■ Task details: Reproduce the article on the EPA's move to regulate leaded aviation fuel word for word, from its first sentence to its last.

■ Provided text:

_ _ _ _ _ _ _

In a long-anticipated move, the Environmental Protection Agency (EPA) announced today (Jan. 12) that it “will take the necessary steps to regulate lead pollution from aircrafts (sic).” Those steps start with proposing an “endangerment finding” on leaded aviation gasoline, expected by the end of this year. Finalizing that finding is expected in 2023.
The EPA announcement listed a rash of damning statistics, including the number of piston aircraft using leaded fuels (170,000) and the number of airports from which they operate (20,000). The EPA announcement projects that 70 percent of all lead introduced to the atmosphere comes from those aircraft, and that people who live close to airports (“over 5 million people, including more than 360,000 children under the age of five”) are most vulnerable.
For many years, the case for banning leaded aviation fuel has been a tug-of-war between the EPA and the FAA, which has resisted the ban based on safety factors involving the risk of detonation, specifically among high-performance engines. Swift Fuels has supplemental type certificates (STCs) available for its UL94 unleaded fuel for 33 Lycoming engine series (up to the AEIC-540-D) and for 24 Continental engine series (up to the TSIO-550-K). As for those higher-power engines not yet covered under the STC program, the company posts on its website, “Swift Fuels has been conducting extensive scientific research, fuel testing, engine testing, and flight testing on all viable high-octane alternatives to replace 100LL [low-lead] since 2012. Our number 1 candidate to fully replace 100LL is a premium 100-octane unleaded avgas product that is already patented and is currently undergoing testing and certification with the FAA.”
General Aviation Modifications Inc. (GAMI) co-founder George Braly asserted last summer that his company’s G100UL drop-in replacement for 100LL, which has STCs available for a growing number of engines, is expected to be approved for “literally several hundreds of additional makes and models of popular engines,” with “fleetwide expansion” of the list of approved aircraft models by the first or second quarter of this year. He estimates the retail cost of the STCs to be on par with those aircraft owners acquire to use automotive gasoline.

_ _ _ _ _ _ _

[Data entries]
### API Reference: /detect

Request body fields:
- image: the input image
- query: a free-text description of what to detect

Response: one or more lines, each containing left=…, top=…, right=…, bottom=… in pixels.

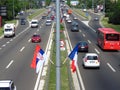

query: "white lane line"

left=107, top=63, right=116, bottom=72
left=83, top=34, right=85, bottom=37
left=6, top=60, right=13, bottom=69
left=2, top=44, right=6, bottom=47
left=95, top=48, right=100, bottom=54
left=88, top=40, right=91, bottom=43
left=20, top=47, right=25, bottom=52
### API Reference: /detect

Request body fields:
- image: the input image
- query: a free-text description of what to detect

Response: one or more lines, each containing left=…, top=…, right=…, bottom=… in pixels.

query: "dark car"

left=71, top=21, right=79, bottom=32
left=31, top=34, right=41, bottom=42
left=78, top=41, right=88, bottom=52
left=20, top=18, right=26, bottom=25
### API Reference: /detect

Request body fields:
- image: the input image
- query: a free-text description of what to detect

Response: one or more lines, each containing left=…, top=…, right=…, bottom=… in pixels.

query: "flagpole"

left=63, top=57, right=68, bottom=64
left=56, top=0, right=61, bottom=90
left=49, top=59, right=54, bottom=64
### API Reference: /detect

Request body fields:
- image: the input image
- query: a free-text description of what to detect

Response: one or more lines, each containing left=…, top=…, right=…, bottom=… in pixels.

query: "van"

left=31, top=19, right=38, bottom=28
left=4, top=23, right=16, bottom=37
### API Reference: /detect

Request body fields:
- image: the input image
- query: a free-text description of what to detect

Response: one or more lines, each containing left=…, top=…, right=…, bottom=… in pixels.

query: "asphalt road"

left=0, top=12, right=51, bottom=90
left=66, top=10, right=120, bottom=90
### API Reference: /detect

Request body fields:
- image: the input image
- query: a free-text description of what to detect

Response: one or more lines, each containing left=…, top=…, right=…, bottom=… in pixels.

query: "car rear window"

left=87, top=56, right=98, bottom=60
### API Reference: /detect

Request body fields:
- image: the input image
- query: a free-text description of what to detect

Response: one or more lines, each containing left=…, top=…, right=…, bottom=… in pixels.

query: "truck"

left=4, top=23, right=16, bottom=37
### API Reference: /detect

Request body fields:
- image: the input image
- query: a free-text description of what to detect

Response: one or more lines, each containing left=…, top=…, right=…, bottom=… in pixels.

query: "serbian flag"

left=60, top=16, right=64, bottom=23
left=68, top=45, right=78, bottom=72
left=31, top=45, right=47, bottom=73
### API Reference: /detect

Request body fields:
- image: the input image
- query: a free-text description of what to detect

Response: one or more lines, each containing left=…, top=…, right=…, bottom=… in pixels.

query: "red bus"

left=97, top=28, right=120, bottom=50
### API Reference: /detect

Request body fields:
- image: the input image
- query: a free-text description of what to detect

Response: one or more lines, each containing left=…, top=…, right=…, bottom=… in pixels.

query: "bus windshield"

left=106, top=34, right=120, bottom=41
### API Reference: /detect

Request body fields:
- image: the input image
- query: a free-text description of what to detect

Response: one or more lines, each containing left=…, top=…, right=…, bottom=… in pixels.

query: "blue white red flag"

left=31, top=46, right=47, bottom=73
left=68, top=44, right=78, bottom=72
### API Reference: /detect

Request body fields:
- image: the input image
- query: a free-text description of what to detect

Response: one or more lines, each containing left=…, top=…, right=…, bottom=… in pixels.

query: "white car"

left=83, top=53, right=100, bottom=68
left=0, top=80, right=17, bottom=90
left=31, top=19, right=38, bottom=28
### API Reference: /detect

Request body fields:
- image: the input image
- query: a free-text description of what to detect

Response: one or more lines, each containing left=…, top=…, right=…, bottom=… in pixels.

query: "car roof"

left=78, top=41, right=87, bottom=44
left=86, top=53, right=98, bottom=56
left=33, top=34, right=40, bottom=36
left=72, top=21, right=78, bottom=25
left=31, top=19, right=38, bottom=22
left=0, top=80, right=13, bottom=87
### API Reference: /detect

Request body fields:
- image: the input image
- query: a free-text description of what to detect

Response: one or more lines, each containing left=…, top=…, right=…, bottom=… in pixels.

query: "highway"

left=66, top=9, right=120, bottom=90
left=0, top=10, right=51, bottom=90
left=0, top=4, right=120, bottom=90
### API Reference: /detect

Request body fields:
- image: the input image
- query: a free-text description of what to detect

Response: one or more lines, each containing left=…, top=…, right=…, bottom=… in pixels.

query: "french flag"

left=68, top=44, right=78, bottom=72
left=31, top=45, right=47, bottom=73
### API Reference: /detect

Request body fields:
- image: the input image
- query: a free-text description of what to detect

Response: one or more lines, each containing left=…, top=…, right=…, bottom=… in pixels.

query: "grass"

left=45, top=27, right=74, bottom=90
left=73, top=8, right=90, bottom=19
left=101, top=17, right=120, bottom=32
left=28, top=8, right=45, bottom=20
left=0, top=20, right=16, bottom=36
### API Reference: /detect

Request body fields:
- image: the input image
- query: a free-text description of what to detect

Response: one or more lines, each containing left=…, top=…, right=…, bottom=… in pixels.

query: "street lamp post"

left=13, top=0, right=15, bottom=18
left=103, top=0, right=105, bottom=14
left=92, top=0, right=94, bottom=10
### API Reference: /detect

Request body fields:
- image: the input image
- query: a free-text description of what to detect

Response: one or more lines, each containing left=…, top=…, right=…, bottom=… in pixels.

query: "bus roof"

left=98, top=28, right=120, bottom=34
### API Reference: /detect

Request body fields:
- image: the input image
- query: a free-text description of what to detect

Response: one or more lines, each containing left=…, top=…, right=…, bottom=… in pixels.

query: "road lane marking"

left=88, top=40, right=91, bottom=43
left=7, top=41, right=10, bottom=44
left=95, top=48, right=100, bottom=54
left=10, top=39, right=13, bottom=41
left=83, top=34, right=85, bottom=37
left=6, top=60, right=13, bottom=69
left=20, top=47, right=25, bottom=52
left=2, top=44, right=6, bottom=47
left=28, top=38, right=31, bottom=42
left=107, top=63, right=116, bottom=72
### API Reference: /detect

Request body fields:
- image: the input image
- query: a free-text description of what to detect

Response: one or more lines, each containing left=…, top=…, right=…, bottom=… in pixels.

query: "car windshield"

left=32, top=22, right=37, bottom=24
left=0, top=87, right=11, bottom=90
left=87, top=56, right=98, bottom=60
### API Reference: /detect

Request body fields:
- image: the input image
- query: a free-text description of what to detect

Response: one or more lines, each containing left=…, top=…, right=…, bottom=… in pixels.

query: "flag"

left=68, top=44, right=78, bottom=72
left=31, top=44, right=40, bottom=69
left=31, top=46, right=47, bottom=73
left=60, top=16, right=64, bottom=23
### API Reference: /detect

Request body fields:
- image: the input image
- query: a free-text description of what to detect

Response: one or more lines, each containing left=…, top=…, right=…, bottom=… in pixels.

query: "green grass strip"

left=101, top=17, right=120, bottom=32
left=44, top=28, right=74, bottom=90
left=28, top=8, right=45, bottom=20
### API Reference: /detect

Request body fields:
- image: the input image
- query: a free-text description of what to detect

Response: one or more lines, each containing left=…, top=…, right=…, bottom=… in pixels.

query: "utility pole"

left=56, top=0, right=61, bottom=90
left=13, top=0, right=15, bottom=18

_ _ _ _ _ _ _

■ Task output:
In a long-anticipated move, the Environmental Protection Agency (EPA) announced today (Jan. 12) that it “will take the necessary steps to regulate lead pollution from aircrafts (sic).” Those steps start with proposing an “endangerment finding” on leaded aviation gasoline, expected by the end of this year. Finalizing that finding is expected in 2023.
The EPA announcement listed a rash of damning statistics, including the number of piston aircraft using leaded fuels (170,000) and the number of airports from which they operate (20,000). The EPA announcement projects that 70 percent of all lead introduced to the atmosphere comes from those aircraft, and that people who live close to airports (“over 5 million people, including more than 360,000 children under the age of five”) are most vulnerable.
For many years, the case for banning leaded aviation fuel has been a tug-of-war between the EPA and the FAA, which has resisted the ban based on safety factors involving the risk of detonation, specifically among high-performance engines. Swift Fuels has supplemental type certificates (STCs) available for its UL94 unleaded fuel for 33 Lycoming engine series (up to the AEIC-540-D) and for 24 Continental engine series (up to the TSIO-550-K). As for those higher-power engines not yet covered under the STC program, the company posts on its website, “Swift Fuels has been conducting extensive scientific research, fuel testing, engine testing, and flight testing on all viable high-octane alternatives to replace 100LL [low-lead] since 2012. Our number 1 candidate to fully replace 100LL is a premium 100-octane unleaded avgas product that is already patented and is currently undergoing testing and certification with the FAA.”
General Aviation Modifications Inc. (GAMI) co-founder George Braly asserted last summer that his company’s G100UL drop-in replacement for 100LL, which has STCs available for a growing number of engines, is expected to be approved for “literally several hundreds of additional makes and models of popular engines,” with “fleetwide expansion” of the list of approved aircraft models by the first or second quarter of this year. He estimates the retail cost of the STCs to be on par with those aircraft owners acquire to use automotive gasoline.